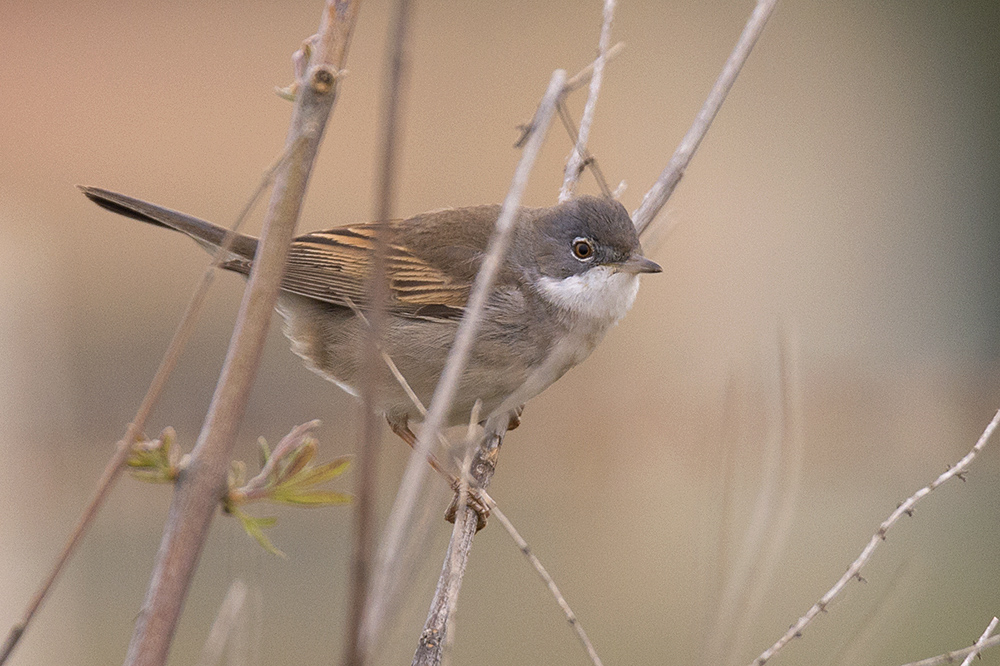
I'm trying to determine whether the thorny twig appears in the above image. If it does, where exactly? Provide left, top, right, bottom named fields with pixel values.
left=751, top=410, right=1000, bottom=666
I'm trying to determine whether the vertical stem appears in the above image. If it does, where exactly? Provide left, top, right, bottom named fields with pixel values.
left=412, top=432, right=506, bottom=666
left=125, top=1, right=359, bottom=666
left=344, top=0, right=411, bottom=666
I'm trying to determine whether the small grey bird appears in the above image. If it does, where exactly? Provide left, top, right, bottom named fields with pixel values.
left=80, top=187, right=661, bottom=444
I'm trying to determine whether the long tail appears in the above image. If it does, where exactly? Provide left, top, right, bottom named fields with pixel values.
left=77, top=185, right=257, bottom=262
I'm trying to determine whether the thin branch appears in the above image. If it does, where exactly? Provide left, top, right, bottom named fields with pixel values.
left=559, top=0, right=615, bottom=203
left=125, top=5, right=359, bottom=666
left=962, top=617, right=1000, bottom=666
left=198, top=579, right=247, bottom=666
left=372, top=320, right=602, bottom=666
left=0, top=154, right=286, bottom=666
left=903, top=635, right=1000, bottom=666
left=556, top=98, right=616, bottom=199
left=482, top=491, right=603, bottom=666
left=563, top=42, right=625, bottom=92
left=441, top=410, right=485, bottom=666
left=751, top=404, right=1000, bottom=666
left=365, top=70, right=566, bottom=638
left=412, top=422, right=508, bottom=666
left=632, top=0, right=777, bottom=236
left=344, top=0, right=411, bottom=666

---

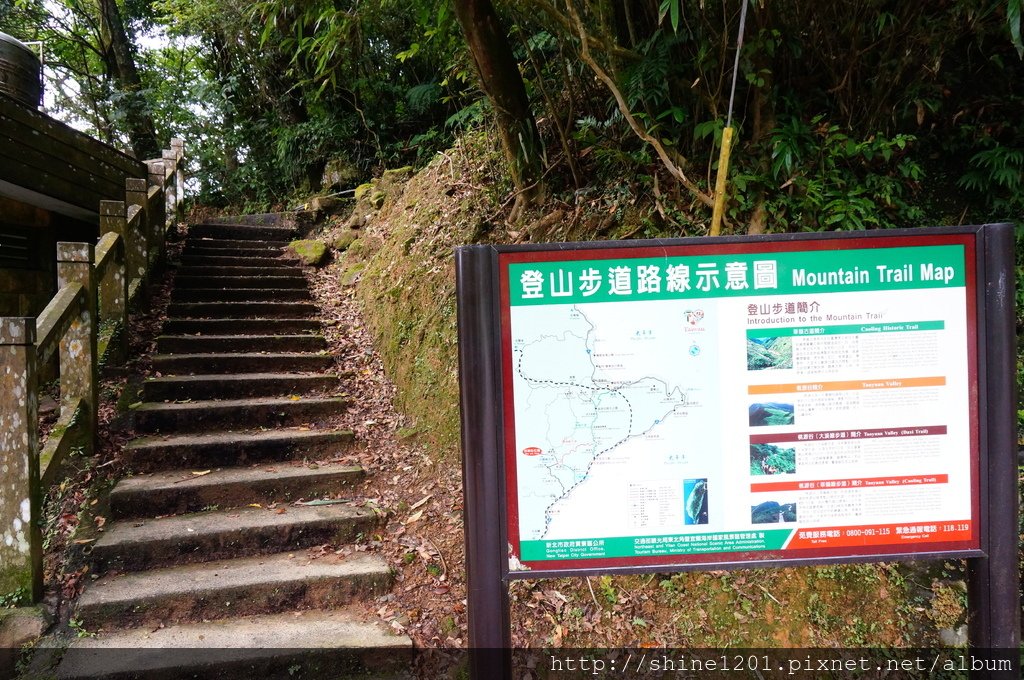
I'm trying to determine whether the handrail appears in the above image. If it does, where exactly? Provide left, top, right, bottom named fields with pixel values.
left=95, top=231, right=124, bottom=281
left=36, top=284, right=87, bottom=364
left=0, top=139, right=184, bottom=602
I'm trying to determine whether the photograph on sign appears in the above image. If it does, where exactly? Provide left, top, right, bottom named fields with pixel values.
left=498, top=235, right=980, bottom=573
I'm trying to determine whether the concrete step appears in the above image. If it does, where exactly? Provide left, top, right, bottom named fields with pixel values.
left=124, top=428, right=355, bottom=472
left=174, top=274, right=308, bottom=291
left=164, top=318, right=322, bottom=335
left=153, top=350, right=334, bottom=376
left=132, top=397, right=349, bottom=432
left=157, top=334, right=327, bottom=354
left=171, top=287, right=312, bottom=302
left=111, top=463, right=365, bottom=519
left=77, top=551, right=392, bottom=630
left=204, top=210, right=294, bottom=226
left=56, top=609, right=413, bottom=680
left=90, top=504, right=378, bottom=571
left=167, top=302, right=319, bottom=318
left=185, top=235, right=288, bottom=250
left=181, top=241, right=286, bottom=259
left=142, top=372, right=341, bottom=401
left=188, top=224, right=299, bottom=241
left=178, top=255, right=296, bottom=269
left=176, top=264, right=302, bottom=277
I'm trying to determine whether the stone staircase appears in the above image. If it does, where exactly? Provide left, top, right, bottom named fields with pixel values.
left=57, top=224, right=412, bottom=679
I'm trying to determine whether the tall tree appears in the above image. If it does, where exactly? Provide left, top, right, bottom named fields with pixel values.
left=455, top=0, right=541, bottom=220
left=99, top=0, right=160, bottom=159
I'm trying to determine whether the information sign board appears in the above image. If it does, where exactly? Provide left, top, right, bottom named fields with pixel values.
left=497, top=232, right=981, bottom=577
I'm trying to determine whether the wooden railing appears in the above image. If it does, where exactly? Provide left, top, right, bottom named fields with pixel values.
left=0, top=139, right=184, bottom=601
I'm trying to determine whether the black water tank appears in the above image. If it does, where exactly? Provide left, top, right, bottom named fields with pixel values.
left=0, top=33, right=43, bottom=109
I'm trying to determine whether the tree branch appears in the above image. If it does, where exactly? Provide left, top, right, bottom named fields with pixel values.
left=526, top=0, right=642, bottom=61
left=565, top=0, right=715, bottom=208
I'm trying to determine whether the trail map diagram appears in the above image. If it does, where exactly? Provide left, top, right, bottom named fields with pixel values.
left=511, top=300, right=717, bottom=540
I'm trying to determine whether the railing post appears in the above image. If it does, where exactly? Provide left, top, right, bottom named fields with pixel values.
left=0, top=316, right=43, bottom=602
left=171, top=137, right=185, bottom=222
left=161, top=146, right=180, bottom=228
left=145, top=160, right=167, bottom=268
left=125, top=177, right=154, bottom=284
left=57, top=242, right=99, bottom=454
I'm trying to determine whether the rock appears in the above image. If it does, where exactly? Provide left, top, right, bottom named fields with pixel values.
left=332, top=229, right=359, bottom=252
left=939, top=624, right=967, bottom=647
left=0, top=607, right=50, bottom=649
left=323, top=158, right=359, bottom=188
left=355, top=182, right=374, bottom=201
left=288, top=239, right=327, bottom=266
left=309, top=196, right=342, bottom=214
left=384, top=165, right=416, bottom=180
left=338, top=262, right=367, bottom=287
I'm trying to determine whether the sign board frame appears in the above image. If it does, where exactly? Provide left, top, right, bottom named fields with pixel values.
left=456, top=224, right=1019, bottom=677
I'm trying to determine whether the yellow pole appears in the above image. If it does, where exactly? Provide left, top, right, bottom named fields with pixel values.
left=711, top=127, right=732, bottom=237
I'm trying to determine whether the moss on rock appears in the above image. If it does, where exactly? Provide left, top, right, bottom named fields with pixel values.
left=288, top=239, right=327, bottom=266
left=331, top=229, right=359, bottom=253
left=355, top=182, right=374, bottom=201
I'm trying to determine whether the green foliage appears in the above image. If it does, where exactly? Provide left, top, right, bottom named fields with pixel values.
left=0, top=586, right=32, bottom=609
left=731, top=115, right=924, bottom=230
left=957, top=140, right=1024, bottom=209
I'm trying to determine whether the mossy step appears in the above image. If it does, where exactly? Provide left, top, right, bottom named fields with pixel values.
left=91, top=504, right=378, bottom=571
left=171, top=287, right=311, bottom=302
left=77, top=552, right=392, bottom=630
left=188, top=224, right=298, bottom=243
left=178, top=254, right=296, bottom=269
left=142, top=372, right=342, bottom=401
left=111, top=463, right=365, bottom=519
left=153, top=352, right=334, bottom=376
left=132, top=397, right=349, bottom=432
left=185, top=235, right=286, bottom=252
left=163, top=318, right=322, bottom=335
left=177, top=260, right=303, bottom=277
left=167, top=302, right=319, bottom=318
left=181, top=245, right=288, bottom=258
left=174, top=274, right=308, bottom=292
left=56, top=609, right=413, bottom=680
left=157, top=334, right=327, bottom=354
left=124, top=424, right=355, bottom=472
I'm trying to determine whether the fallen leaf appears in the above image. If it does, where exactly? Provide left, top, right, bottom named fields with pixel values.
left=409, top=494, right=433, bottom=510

▶ **YOUR OBJECTIVE**: Please revise the material between the lines holding "I'm trying to determine whether the sign" and "left=957, top=140, right=1024, bottom=209", inclusive, changing "yellow pole" to "orange pole" and leaving all else as it is. Return only those lines.

▶ **COMPLETE OUTPUT**:
I'm trying to determine whether the sign board frame appears in the above image. If it does, where exactly? Provide left, top, right, bottom named fields with pixel values.
left=456, top=224, right=1019, bottom=677
I'm trying to determine whether the orange pole appears in the above image. If it does, where exactly? Provide left, top, right, bottom named fields with pixel values.
left=711, top=127, right=732, bottom=237
I'm trying to determine whether the moss on rock appears in the above image. If it does, where exactly? Provide left, top, right, bottom named fields with pixel values.
left=288, top=239, right=327, bottom=266
left=331, top=229, right=359, bottom=253
left=355, top=182, right=374, bottom=201
I'm trying to determine whether the green foliage appears in the above image. If it does, where exactly? Provide left, top, right, bottom named fields with pixel values.
left=0, top=586, right=32, bottom=609
left=731, top=115, right=924, bottom=230
left=957, top=140, right=1024, bottom=209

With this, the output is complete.